Elle ajoute que le 26 juillet 2007, elle a présenté son cahier des charges Met.068 indice 3, lequel a été accepté et signé par la société WAFIOS UMFORMTECHNIK le même jour par l'entremise de son représentant Monsieur Pitter R.; que le même jour également, elle a passé commande de la machine sous le n° OA65357 selon l'offre du 8 janvier, l'offre récapitulative du 12 juillet et le cahier des charges ; que cependant, le 6 février 2008, la société WAFIOS UMFORMTECHNIK s'est rendue dans ses locaux pour l'informer de sa décision d'interrompre le développement et la fabrication de la série FM, et plus particulièrement pour voir annuler le contrat liant les parties ; qu'avec son conseil, elle a attiré l'attention de la société WAFIOS UMFORMTECHNIK sur l'impossibilité d'une telle alternative en raison de l'impossibilité de lui substituer un nouveau fournisseur compte tenu des engagements qu'elle avait pris auprès de constructeurs automobiles ; que c'est dans ces conditions qu'après des atermoiement, la société WAFIOS UMFORMTECHNIK a débuté courant janvier 2009 le montage de la machine ; que toutefois elle a dû lui adresser le 23 avril 2010 une mise en demeure relevant que, malgré ses engagements, un certain nombre d'éléments figurant au cahier des charges n'avaient toujours pas été traités, en l'espèce le bridage rapide des outillages poinçon, le travail en mode 'bout à bout', le système de lubrification, le glissement des sabots de réglages des éjections côté matrice, et les difficultés de démarrage de la machine à basse température dues à la gestion du graissage.

== Consigne écrite ==
Répondez à ces questions sur l'extrait ci-dessus :
1. À quelle date le cahier des charges Met.068 indice 3 a-t-il été présenté ?
2. Quand la société WAFIOS UMFORMTECHNIK a-t-elle commencé le montage de la machine ?
3. À quelle date la mise en demeure a-t-elle été adressée ?
Les lignes ne sont pas nécessaires.

== Informations fournies ==
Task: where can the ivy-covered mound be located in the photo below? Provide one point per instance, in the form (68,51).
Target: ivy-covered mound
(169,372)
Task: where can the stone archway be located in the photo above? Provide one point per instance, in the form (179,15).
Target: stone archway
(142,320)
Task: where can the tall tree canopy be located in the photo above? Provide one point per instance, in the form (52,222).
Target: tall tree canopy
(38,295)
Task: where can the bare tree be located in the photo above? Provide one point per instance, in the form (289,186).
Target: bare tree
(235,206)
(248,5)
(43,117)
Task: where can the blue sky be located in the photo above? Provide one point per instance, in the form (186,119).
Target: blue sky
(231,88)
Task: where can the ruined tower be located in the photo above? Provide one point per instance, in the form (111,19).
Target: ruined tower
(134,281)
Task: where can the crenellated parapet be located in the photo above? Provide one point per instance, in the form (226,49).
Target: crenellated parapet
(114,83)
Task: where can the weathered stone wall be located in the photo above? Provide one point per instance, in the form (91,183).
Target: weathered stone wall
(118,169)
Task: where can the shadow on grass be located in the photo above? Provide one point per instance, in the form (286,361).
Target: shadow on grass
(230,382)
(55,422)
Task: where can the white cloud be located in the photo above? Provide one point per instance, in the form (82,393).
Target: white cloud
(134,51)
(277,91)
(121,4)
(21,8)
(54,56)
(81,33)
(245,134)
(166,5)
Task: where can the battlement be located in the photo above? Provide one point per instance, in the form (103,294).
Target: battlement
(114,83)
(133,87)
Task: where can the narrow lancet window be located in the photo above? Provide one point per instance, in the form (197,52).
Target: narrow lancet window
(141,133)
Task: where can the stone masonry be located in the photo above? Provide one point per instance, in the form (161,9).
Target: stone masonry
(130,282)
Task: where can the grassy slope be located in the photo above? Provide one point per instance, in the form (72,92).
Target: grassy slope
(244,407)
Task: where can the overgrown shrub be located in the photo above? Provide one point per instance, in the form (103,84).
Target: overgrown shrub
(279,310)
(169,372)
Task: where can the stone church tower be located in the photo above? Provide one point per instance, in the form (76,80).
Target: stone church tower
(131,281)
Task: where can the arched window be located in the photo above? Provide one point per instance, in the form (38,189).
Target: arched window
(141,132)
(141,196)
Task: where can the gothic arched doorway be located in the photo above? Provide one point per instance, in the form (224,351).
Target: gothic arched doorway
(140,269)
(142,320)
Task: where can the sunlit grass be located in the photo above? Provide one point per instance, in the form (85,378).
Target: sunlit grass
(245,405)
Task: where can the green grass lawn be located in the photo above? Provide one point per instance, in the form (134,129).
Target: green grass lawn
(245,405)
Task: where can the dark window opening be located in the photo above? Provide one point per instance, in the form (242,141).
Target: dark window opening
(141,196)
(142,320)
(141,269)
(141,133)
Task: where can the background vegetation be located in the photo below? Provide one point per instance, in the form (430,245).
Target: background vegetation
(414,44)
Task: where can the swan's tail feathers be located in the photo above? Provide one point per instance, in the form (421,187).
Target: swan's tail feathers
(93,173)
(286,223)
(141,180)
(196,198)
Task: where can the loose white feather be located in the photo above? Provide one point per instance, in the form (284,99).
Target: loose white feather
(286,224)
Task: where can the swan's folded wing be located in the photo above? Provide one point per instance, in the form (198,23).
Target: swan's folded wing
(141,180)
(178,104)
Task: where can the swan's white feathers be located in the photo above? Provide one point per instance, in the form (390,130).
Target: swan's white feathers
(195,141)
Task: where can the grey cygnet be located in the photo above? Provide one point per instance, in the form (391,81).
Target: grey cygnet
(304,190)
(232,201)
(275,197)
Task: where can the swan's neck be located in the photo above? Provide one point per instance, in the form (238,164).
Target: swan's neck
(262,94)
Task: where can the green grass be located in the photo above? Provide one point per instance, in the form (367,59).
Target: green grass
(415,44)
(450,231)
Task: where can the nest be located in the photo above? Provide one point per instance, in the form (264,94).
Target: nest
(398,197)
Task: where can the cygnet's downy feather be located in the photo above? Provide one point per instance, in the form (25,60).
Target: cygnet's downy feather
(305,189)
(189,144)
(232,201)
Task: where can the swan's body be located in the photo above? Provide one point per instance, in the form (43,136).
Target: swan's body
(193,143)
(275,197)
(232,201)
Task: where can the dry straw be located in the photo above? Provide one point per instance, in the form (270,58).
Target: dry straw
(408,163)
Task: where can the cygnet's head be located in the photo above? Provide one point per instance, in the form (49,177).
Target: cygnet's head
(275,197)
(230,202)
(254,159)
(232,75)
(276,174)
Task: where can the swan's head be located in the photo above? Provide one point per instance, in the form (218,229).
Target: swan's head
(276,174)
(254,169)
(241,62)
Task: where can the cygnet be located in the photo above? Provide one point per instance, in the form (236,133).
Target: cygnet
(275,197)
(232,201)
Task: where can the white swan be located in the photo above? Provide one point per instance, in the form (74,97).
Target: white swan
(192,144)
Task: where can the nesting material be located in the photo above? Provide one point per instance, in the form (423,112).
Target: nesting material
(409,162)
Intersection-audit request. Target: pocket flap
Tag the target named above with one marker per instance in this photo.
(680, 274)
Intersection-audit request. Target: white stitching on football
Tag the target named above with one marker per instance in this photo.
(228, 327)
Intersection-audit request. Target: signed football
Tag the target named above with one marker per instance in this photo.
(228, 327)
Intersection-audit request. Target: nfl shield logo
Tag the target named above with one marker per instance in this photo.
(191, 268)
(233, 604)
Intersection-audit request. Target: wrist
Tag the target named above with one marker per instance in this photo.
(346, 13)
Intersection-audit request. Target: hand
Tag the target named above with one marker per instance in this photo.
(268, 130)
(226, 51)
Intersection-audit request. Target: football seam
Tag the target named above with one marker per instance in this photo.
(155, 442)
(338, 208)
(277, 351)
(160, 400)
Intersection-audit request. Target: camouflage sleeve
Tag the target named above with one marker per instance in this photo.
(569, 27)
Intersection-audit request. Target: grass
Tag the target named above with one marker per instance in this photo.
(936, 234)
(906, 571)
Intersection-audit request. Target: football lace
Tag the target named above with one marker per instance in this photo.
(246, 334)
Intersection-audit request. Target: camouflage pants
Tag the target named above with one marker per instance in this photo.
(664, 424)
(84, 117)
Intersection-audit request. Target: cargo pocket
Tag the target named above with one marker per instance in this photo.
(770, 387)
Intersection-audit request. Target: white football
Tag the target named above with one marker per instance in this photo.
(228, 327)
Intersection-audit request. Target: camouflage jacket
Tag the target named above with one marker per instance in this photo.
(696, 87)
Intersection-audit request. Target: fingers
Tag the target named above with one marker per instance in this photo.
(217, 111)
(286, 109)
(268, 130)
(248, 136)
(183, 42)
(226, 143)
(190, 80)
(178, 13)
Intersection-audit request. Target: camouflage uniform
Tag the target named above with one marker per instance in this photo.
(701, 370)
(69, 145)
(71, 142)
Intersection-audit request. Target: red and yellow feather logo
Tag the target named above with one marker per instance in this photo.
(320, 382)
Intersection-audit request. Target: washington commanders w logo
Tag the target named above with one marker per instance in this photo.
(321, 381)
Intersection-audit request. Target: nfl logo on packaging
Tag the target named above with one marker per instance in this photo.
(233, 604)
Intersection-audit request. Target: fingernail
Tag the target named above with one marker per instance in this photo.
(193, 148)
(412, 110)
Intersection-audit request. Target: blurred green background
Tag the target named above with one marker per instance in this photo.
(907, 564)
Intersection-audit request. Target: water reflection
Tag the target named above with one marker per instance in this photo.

== Réponse écrite ==
1. Le 26 juillet 2007.
2. Courant janvier 2009.
3. Le 23 avril 2010.